**Problem to solve**
Even the shortest line counts, so transcribe all the data exactly.

*** Task material ***

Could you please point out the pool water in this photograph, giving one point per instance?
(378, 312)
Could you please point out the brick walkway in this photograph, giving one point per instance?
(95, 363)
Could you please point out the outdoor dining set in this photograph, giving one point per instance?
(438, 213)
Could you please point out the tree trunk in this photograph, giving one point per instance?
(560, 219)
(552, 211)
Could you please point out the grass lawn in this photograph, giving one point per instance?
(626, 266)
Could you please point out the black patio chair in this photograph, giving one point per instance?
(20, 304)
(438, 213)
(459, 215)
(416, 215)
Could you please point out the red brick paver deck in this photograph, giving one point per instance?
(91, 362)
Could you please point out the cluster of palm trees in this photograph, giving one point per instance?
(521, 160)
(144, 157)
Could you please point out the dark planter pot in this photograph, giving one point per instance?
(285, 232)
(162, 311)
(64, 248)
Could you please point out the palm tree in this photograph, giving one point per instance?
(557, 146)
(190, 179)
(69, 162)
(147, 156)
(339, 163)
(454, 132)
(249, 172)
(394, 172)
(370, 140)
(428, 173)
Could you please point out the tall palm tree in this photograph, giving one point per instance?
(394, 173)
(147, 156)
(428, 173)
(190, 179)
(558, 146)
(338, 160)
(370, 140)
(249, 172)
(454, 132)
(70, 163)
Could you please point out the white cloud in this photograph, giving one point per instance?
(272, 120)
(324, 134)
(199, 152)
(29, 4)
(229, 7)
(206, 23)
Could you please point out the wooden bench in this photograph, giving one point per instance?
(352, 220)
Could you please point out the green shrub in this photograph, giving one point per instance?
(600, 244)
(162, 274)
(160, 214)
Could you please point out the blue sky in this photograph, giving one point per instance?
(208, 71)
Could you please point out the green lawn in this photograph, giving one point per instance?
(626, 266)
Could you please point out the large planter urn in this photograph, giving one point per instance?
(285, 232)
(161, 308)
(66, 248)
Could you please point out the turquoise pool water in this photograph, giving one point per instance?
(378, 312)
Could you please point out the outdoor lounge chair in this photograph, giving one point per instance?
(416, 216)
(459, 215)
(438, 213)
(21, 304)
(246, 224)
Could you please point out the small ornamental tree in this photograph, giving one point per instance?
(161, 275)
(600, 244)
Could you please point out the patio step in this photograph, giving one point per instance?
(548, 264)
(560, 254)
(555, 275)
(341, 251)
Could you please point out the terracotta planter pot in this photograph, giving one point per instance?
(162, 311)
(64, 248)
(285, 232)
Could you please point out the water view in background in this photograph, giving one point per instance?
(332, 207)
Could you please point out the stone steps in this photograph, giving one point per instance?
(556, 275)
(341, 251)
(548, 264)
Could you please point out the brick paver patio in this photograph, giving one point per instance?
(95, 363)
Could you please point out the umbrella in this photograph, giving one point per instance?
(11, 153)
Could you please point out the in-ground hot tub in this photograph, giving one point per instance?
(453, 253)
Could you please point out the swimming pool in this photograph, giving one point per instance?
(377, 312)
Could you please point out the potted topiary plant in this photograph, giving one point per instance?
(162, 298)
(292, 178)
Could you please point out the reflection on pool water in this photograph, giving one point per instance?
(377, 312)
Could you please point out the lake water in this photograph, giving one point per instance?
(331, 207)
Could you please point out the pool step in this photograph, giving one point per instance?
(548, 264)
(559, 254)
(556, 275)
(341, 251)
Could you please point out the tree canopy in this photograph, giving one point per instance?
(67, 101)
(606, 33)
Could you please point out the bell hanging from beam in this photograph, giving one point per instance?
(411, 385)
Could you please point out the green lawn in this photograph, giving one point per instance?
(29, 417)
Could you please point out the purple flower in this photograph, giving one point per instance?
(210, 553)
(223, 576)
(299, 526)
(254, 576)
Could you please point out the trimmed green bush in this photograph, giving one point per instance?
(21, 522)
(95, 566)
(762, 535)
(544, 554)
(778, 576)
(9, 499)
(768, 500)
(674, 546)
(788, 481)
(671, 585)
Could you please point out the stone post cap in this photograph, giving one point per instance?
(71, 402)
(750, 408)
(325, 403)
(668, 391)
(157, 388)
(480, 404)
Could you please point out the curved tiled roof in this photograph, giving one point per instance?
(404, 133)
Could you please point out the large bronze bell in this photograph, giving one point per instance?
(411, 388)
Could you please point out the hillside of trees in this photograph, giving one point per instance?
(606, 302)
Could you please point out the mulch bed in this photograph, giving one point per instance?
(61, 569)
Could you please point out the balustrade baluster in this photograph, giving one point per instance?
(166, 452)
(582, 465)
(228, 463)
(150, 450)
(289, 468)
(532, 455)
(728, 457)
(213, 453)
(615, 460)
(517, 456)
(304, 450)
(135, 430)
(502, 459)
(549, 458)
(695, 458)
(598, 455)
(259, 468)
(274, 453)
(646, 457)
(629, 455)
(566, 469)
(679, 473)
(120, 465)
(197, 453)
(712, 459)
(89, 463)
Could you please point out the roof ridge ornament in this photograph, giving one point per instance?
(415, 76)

***

**Exercise output**
Could you please point out the pool water in this photograph, giving one point per instance?
(378, 312)
Could you please point out the brick walkway in this photograph, giving one point per instance?
(95, 363)
Could you please point out the outdoor dining set in this photograph, giving one point per instance?
(438, 213)
Could you please point out the tree trunk in this photograph, giving one point per instance?
(560, 219)
(552, 211)
Could you please point out the grass lawn in this photograph, giving one point per instance?
(626, 266)
Could you please point out the black patio chair in this photograph, giving one point per instance?
(20, 304)
(438, 213)
(459, 215)
(416, 215)
Could you please point out the red brick paver deck in this photograph, giving one point per instance?
(91, 362)
Could you please point out the cluster of palm trees in this photograph, giving one point per instance?
(521, 160)
(144, 157)
Could you please point out the dark planter pot in this photograph, giving one point per instance?
(285, 232)
(162, 311)
(64, 248)
Could you please point out the palm tree in this photograph, giving one point per instance?
(557, 146)
(190, 179)
(69, 162)
(147, 156)
(339, 163)
(454, 132)
(249, 172)
(394, 172)
(370, 140)
(428, 173)
Could you please point out the tall palm tree in this photograph, giving one point per instance?
(394, 173)
(147, 156)
(428, 173)
(190, 179)
(558, 146)
(338, 160)
(370, 140)
(249, 172)
(454, 132)
(70, 163)
Could you please point out the white cloud in this photograph, giving one point per instance?
(272, 120)
(324, 134)
(199, 152)
(29, 4)
(229, 7)
(206, 23)
Could you please point out the wooden bench in this photograph, giving one point per instance?
(352, 220)
Could you please point out the green shrub in this photograph, giving one point per instance?
(600, 244)
(162, 274)
(160, 214)
Could you please point out the blue sky in this photograph, giving one point per instance?
(208, 71)
Could you please point out the green lawn in this photograph, giving one point per instance?
(626, 266)
Could you please point out the large planter urn in this photograph, giving one point per instance?
(285, 232)
(161, 308)
(66, 248)
Could you please point out the turquoise pool water in this photograph, giving one point per instance?
(378, 312)
Could you please point out the outdoor lounge chair in this photograph, giving one point per instance?
(416, 216)
(459, 215)
(438, 213)
(21, 304)
(246, 224)
Could you please point out the small ornamental tree in this photograph, giving one point per instance?
(161, 275)
(600, 244)
Could you please point out the patio step in this photograph, giving one point per instance?
(548, 264)
(560, 254)
(555, 275)
(341, 251)
Could you please point out the terracotta planter pot in this photograph, giving one point per instance?
(162, 311)
(64, 248)
(285, 232)
Could you please point out the water view in background in this photograph, giving one point per instance?
(332, 207)
Could you please point out the stone steps in this photograph, giving one point per instance?
(556, 275)
(341, 251)
(548, 264)
Could you please point out the brick paver patio in this photograph, giving one point per instance?
(95, 363)
Could you please point out the umbrella in this photograph, giving one point per instance?
(11, 153)
Could you please point out the in-ground hot tub in this photograph, giving one point per instance?
(453, 253)
Could you please point out the swimming pool in this photograph, giving one point per instance?
(377, 312)
Could you please point out the potted topiary plant in this photograph, giving one point per instance?
(162, 298)
(292, 178)
Could you please point out the reflection on pool water in this photograph, giving one point per instance?
(377, 312)
Could you please point out the lake water in this photograph, giving one point per instance?
(331, 207)
Could you please point out the pool step in this photograph, giving one point per instance?
(548, 264)
(559, 254)
(556, 275)
(341, 251)
Could you please point out the tree canopy in this photograph, giving one point per instance?
(67, 101)
(606, 33)
Could you please point out the bell hanging from beam in this photograph, giving one point per instance?
(411, 385)
Could you please point out the green lawn in this photograph, giving one point per instance?
(29, 417)
Could you please point out the purple flower in this photograph, giving one point per instance?
(210, 553)
(223, 576)
(299, 526)
(254, 576)
Could you please point out the trimmed green bush in this photograph, giving one point per instance?
(21, 522)
(95, 566)
(762, 535)
(544, 554)
(778, 576)
(9, 499)
(768, 500)
(674, 546)
(788, 481)
(671, 585)
Could you please point out the stone post cap in this photograph, giving one point per instance?
(71, 402)
(750, 408)
(325, 403)
(668, 391)
(157, 388)
(480, 404)
Could you please point out the curved tiled roof in this photograph, giving one point per instance?
(404, 133)
Could you please point out the large bronze bell in this photograph, giving one point per instance?
(411, 388)
Could you please point out the hillside of trees in this photograph, giving one point per instance?
(606, 302)
Could you please point out the mulch bed in this photograph, giving one point per instance?
(61, 569)
Could you please point out the balustrade baluster in this photograph, giving one point per instance?
(166, 452)
(582, 465)
(228, 463)
(150, 450)
(289, 468)
(532, 455)
(728, 457)
(213, 453)
(615, 460)
(517, 456)
(304, 450)
(135, 430)
(502, 459)
(549, 458)
(695, 458)
(598, 455)
(259, 468)
(274, 453)
(646, 457)
(629, 455)
(566, 469)
(679, 473)
(120, 465)
(197, 453)
(712, 459)
(89, 463)
Could you please point out the roof ridge ornament in this photograph, giving one point per instance?
(415, 76)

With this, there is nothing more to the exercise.